→ Given task A: Tally the lines in the rows that contain the string "wheel" and reply with only that number.

→ Source:
Director: David Lynch
Starring: Justin Theroux, Naomi Watts, Laura Elena Harring, Ann Miller, Robert Forster, Luna Lauren Velez
Running Time: 147 min
BBFC Certificate: 18
Wrestling the plot of David Lynch’s masterpiece is like solving a Rubik’s Cube while walking a Möbius Strip. Locked inside this evocative film, is simple pulp fiction, where sex reliably leads to jealousy and murderous intent. Lynch has said the best way to watch the film is to float through it; it is the job of cinema to create a feeling, one unique to the viewer regardless of the supposed intention.
Some of Mulholland Drive is funny. Some of it’s scary, but as a whole appears to defy logic and everyone will take something different from it. Lynch’s own modest assessment obfuscates that the construction of the film will stand up to fierce scrutiny.
It has a misleadingly brief synopsis: Rita (Laura Harring) lost her memory after surviving a botched hit on Mulholland Drive. She stumbles to an abandoned apartment and meets naive Betty (Naomi Watts). Betty is a walking cliché following her dream of being an actress. They clumsily help each other and pick at the edges of a Hollywood conspiracy.

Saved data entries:
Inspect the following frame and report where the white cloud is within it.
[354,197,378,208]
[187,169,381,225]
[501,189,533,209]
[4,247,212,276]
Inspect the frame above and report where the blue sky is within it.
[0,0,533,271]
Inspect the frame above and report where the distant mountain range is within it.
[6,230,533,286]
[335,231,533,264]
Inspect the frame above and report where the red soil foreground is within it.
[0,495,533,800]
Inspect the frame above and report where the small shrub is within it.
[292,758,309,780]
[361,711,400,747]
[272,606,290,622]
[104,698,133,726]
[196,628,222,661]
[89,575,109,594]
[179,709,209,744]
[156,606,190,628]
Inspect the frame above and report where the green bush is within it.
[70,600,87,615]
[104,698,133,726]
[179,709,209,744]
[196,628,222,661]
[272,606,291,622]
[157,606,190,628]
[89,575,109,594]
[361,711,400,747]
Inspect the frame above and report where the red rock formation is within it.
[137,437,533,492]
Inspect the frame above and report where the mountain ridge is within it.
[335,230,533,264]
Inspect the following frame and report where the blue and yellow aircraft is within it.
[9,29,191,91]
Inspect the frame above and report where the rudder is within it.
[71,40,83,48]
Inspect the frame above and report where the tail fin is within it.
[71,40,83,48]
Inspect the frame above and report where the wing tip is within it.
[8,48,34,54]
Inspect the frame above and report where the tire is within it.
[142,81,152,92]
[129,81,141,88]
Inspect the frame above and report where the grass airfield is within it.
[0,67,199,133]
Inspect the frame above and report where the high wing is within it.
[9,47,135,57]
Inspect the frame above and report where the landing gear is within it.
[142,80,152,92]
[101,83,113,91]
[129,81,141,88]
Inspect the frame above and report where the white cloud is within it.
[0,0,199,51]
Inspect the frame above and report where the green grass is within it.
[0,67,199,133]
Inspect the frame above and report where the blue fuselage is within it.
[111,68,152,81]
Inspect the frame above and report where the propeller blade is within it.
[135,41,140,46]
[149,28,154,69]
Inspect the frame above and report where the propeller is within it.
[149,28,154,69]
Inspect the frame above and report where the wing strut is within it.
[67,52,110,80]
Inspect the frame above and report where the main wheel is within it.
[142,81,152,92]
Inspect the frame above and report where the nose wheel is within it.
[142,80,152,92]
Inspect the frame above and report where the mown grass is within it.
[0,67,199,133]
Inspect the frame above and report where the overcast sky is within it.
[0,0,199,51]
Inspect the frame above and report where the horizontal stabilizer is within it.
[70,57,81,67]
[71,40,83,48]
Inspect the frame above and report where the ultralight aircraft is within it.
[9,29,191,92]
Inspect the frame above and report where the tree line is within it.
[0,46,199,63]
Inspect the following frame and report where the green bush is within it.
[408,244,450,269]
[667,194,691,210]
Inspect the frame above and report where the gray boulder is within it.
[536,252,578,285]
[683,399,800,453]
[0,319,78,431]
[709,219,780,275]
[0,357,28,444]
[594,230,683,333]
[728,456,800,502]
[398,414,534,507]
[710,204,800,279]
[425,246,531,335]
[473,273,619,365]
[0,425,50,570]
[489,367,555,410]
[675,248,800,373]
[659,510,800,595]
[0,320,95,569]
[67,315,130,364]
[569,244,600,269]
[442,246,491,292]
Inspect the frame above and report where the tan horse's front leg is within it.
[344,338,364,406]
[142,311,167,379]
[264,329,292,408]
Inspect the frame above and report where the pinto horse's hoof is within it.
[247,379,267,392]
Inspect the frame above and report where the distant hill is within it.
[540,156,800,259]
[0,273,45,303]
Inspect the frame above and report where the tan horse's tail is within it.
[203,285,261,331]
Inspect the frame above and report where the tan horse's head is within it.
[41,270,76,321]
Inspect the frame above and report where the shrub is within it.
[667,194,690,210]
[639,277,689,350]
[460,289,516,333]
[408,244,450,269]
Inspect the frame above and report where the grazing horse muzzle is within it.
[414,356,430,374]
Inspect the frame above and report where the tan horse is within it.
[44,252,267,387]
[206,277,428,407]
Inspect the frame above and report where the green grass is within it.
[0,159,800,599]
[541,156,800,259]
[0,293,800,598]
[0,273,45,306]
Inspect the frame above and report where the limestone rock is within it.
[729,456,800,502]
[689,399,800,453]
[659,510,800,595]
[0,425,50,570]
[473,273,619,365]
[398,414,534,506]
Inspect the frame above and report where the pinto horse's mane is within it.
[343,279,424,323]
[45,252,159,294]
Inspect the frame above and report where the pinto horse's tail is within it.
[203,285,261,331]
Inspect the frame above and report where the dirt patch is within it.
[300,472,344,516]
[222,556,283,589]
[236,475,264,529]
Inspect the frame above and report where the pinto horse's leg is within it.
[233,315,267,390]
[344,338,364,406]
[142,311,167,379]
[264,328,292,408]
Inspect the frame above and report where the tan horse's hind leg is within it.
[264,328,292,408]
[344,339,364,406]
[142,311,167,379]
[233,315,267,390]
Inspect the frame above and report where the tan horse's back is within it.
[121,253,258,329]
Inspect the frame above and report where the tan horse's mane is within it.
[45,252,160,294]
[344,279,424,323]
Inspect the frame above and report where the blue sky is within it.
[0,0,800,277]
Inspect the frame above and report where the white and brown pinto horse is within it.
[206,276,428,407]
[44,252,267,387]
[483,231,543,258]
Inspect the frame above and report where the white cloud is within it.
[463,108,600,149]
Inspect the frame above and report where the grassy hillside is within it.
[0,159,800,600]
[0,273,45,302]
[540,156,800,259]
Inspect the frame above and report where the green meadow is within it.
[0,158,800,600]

→ Given task B: Please translate this sentence from the film review into Spanish: "Lynch has said the best way to watch the film is to float through it; it is the job of cinema to create a feeling, one unique to the viewer regardless of the supposed intention."

→ Exercise output A: 2

→ Exercise output B: Lynch ha dicho que la mejor forma de ver la película es flotar a través de ella; es tarea del cine crear una sensación, única para cada espectador, sin importar la supuesta intención.